Tally the lines of the listing below that contain the string "slide". Case counts, and the reply should be the number alone.

__SUPPLIED ENTRIES__
** Begin **
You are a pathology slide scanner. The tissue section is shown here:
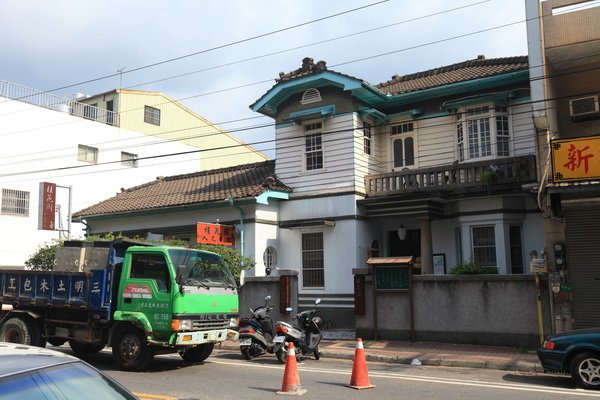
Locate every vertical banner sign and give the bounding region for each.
[551,136,600,183]
[196,222,235,246]
[38,182,56,231]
** End **
__THE SOLUTION__
1